**Goal of the exercise**.
Copy out all of the data below with no alterations.

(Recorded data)
━━━━━━━━━━

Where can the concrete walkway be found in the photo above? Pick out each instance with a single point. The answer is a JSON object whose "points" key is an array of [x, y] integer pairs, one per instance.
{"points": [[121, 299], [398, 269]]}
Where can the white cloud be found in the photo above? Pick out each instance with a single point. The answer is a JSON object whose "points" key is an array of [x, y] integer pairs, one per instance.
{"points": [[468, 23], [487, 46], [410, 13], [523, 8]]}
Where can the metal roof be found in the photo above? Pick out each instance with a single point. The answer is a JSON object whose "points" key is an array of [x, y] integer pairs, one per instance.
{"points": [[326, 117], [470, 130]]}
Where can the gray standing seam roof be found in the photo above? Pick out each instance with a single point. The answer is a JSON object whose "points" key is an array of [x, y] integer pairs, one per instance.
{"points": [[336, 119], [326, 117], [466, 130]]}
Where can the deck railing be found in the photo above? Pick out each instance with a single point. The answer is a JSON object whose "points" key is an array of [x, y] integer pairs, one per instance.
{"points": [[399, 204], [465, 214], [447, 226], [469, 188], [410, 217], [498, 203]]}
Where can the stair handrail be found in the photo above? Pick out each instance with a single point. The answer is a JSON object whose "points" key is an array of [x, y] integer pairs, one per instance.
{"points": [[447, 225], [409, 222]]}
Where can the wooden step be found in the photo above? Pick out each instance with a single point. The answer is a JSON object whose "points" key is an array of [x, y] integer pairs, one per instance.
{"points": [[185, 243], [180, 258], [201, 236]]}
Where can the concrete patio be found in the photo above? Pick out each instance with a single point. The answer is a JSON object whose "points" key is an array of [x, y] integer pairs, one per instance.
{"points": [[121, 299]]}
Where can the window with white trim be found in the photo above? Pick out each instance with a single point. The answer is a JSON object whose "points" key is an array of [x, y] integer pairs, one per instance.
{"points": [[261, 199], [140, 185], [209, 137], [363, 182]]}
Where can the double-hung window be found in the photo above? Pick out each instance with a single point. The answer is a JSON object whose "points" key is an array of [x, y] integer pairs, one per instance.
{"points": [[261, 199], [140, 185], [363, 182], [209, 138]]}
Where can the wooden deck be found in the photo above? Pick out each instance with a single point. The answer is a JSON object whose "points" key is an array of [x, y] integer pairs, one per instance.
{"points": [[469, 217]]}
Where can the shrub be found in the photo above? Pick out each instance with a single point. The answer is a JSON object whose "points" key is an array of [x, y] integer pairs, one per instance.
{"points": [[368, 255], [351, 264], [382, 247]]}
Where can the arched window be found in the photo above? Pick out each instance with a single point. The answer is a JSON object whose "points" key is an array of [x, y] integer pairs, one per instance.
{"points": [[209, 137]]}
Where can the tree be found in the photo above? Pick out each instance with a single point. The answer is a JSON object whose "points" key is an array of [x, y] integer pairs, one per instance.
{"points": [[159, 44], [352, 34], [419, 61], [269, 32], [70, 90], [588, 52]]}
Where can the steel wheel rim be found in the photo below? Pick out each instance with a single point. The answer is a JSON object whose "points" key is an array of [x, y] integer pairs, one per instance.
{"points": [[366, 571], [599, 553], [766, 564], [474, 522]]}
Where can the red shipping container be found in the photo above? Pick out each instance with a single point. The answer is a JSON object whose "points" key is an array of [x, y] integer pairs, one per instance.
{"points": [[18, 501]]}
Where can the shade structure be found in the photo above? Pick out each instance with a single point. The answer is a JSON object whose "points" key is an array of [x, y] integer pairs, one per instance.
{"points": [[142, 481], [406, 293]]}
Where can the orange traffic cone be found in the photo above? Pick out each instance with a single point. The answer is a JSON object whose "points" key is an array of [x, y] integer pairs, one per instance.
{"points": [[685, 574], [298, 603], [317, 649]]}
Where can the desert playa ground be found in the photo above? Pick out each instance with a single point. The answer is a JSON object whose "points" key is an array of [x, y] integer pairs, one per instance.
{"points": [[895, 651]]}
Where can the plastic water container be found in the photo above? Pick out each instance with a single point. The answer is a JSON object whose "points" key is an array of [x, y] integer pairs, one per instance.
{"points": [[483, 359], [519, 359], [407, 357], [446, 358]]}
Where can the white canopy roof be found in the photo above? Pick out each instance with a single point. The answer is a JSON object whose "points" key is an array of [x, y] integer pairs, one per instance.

━━━━━━━━━━

**Response**.
Where can the concrete walkway be found in the photo above? Pick out each instance with a single point. The answer is a JSON object whose "points" key is an array of [x, y] integer pairs, one per instance.
{"points": [[121, 299], [398, 269]]}
Where can the white cloud be found in the photo above? Pick out each instance with a single point. The answer is a JSON object whose "points" key is an array of [x, y] integer pairs, one per instance.
{"points": [[468, 23], [487, 46], [410, 13], [523, 8]]}
Where can the metal roof be found in the photo above? Pick out each instance with a single point. The answer is a JSON object whose "points" key is an array of [x, y] integer pairs, one per instance.
{"points": [[326, 117], [470, 130]]}
Where can the gray standing seam roof be found in the photo above? Pick out each instance with a single point. The answer is a JSON object whose "points" key is an array of [x, y] integer pairs, one per instance.
{"points": [[336, 119], [326, 117], [466, 130]]}
Where can the deck railing be found in the photo above? Pick out each instance with a single point. The answer is a JSON object whose "points" key is an array of [x, y] integer pairs, one per instance.
{"points": [[399, 204], [465, 214], [447, 226], [469, 188], [410, 217], [498, 203]]}
Where can the stair handrail be found in the photo above? Pick out each instance with a single point. The answer is a JSON object whose "points" key is an array of [x, y] integer pairs, one per instance.
{"points": [[447, 225], [409, 222]]}
Where can the wooden step be found in the photo above? Pick out each instance with a single point. The answer is a JSON object whose "points" key is an array of [x, y] integer pairs, one per instance.
{"points": [[185, 243], [180, 258], [201, 236]]}
Where can the concrete patio be found in the photo above? Pick out each instance with a single point. The answer is a JSON object whose "points" key is an array of [x, y] integer pairs, one per instance.
{"points": [[121, 299]]}
Where can the window with white trim be found in the photo above? Pick out each instance with a single point. The answer is a JSON object whose "points" key is an array of [x, y] integer pairs, one per instance.
{"points": [[261, 199], [140, 185], [209, 137], [363, 182]]}
Where can the double-hung window be found in the photo above? Pick out each instance with a single point. The answer is a JSON object whose "points" key is an array of [x, y] integer pairs, one per instance.
{"points": [[261, 199], [140, 185], [363, 182], [209, 138]]}
Where can the wooden deck be found in the photo above? Pick out each instance with a single point. The answer is a JSON object whose "points" key is an array of [x, y] integer pairs, one per instance.
{"points": [[469, 217]]}
Where can the shrub be found in the photo above? Pick out each instance with a single point. The answer is a JSON object whose "points" key is an array of [x, y] integer pairs, one per instance.
{"points": [[368, 255], [351, 264], [382, 247]]}
Where can the arched window be found in the photo above? Pick out each instance with a single point. The answer is a JSON object whose "points" key is an array of [x, y] integer pairs, one per instance.
{"points": [[209, 137]]}
Where can the tree be found in the photo above? Pick out each instance with a single point. The answer is a JSON object whose "points" key is an array of [x, y] integer pairs, one per instance.
{"points": [[159, 44], [352, 34], [419, 61], [269, 32], [70, 90], [588, 52]]}
Where can the steel wheel rim be found in the photo below? Pick out each instance with a single point. The answer is a JSON object whose "points" key is an array of [x, y] integer pairs, one per instance.
{"points": [[366, 571], [599, 553], [766, 564], [474, 522]]}
Where can the red shipping container be found in the photo above? Pick out each instance with a single point. The answer is a JSON object whose "points" key is an array of [x, y] integer pairs, one per instance.
{"points": [[18, 501]]}
Where can the shade structure be found in the photo above? Pick out each instance with a single point. The answer is a JSON object whose "points" key is an array of [x, y] integer pairs, one per instance.
{"points": [[142, 481], [406, 293]]}
Where can the orange traffic cone be found in the photo above? Pick out each instance with a single point. The answer is a JSON object whose "points" key is an array of [x, y] integer pairs, one per instance.
{"points": [[685, 574], [298, 603], [317, 649]]}
Where can the desert playa ground be found in the photo above? Pick out each instance with a single point. The answer is a JSON object whose "points" key is an array of [x, y] integer pairs, one per instance.
{"points": [[895, 651]]}
Where can the plastic water container be found in the photo above? Pick out each instance with a single point. The answer is a JSON object whose "points" key is an array of [x, y] integer pairs, one per instance.
{"points": [[483, 359], [519, 359], [407, 357], [446, 358]]}
Where can the white canopy roof be found in the photo above? Pick out each instance with a single point. The answer is a JSON object whose "points" key is an array of [x, y] integer pairs, one per instance.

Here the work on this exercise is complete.